* **TASK 1**
Give the rows from the start up to and including the line containing "box: [1398, 483, 1633, 638]" as a JSON list of strings, one string per line, with blank lines omitted.

* **SOURCE PASSAGE**
BEGIN

Berlusconi:. On the cover ... and under them

Eric Reguly

Rock stars have a lot of money. They have a lot of sex with a lot of different women, each more gorgeous than the last. They have ex-wives, private jets and luxurious villas and know how to throw a party. Their every move – clothed or unclothed -- is captured by the paparazzi. They may be talented, or untalented uncouth rogues. Mostly they are famous for their famous lifestyles.

Using these parameters, Silvio Berlusconi, Italy’s aging billionaire playboy prime minister, is a rock star of the highest order, the king of the party goers, the baron of the bacchanal. Rolling Stone magazine thought the same. On Monday the mag’s Italian edition made him “Rockstar of the Year” for a lifestyle that makes Rod Steward, Brian Jones and Keith Richards look like “greenhorns.”

Carlo Antonelli, the magazine’s editor in chief, implied that Berlusconi was an easy choice: “The way Silvio behaves, on a daily basis, his vital energy, his inimitable lifestyle, granted him, especially this year, an incredible celebrity all over the world.”

To honour the occasion, Rolling Stone commissioned Shepard Fairey, designer of the famous Barack Obama “HOPE” posters, to create the Berlusconi cover. He is depicted with a cheesy, arrogant grin as he tears the Italian flag in half, an appropriate gesture for a politician who is seen more as a divider than a unifier.

END

* **GIVEN RECORDS**

BEGIN

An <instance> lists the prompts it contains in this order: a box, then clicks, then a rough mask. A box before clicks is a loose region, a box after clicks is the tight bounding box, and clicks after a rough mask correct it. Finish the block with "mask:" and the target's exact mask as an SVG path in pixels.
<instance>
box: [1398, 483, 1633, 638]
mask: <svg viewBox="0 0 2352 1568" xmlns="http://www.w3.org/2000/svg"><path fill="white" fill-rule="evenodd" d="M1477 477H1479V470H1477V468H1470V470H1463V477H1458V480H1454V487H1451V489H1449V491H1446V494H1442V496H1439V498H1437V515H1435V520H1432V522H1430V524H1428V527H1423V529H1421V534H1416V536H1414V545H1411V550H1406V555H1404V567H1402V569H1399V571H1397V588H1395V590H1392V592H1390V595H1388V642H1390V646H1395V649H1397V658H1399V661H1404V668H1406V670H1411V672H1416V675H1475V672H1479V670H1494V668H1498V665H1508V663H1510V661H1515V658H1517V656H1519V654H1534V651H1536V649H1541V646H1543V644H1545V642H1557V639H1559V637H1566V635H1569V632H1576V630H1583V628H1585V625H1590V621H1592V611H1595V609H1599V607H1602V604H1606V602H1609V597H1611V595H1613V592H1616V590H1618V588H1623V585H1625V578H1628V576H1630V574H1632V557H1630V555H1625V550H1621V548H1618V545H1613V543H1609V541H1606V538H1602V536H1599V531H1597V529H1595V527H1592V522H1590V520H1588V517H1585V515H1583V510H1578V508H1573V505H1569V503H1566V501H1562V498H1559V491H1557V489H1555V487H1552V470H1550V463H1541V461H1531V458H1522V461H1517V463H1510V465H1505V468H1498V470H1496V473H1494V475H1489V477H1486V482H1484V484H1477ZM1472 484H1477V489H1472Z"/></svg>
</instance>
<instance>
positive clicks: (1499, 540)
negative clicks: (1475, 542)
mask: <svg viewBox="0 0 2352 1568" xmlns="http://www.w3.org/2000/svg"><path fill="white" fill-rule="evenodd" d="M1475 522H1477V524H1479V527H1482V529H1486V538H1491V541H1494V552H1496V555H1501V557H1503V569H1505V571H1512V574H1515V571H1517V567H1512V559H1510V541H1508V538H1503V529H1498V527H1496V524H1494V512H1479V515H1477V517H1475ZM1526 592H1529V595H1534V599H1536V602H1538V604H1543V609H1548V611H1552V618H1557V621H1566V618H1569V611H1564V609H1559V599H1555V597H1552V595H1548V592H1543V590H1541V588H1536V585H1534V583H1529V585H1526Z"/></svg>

END

* **TASK 2**
In the Berlusconi article, switch "paparazzi" to "press photographers" and write out the passage from "Rock stars have" up to and including "their famous lifestyles.".

* **WRITTEN ANSWER 1**
[
  "An <instance> lists the prompts it contains in this order: a box, then clicks, then a rough mask. A box before clicks is a loose region, a box after clicks is the tight bounding box, and clicks after a rough mask correct it. Finish the block with \"mask:\" and the target's exact mask as an SVG path in pixels.",
  "<instance>",
  "box: [1398, 483, 1633, 638]"
]

* **WRITTEN ANSWER 2**
Rock stars have a lot of money. They have a lot of sex with a lot of different women, each more gorgeous than the last. They have ex-wives, private jets and luxurious villas and know how to throw a party. Their every move – clothed or unclothed -- is captured by the press photographers. They may be talented, or untalented uncouth rogues. Mostly they are famous for their famous lifestyles.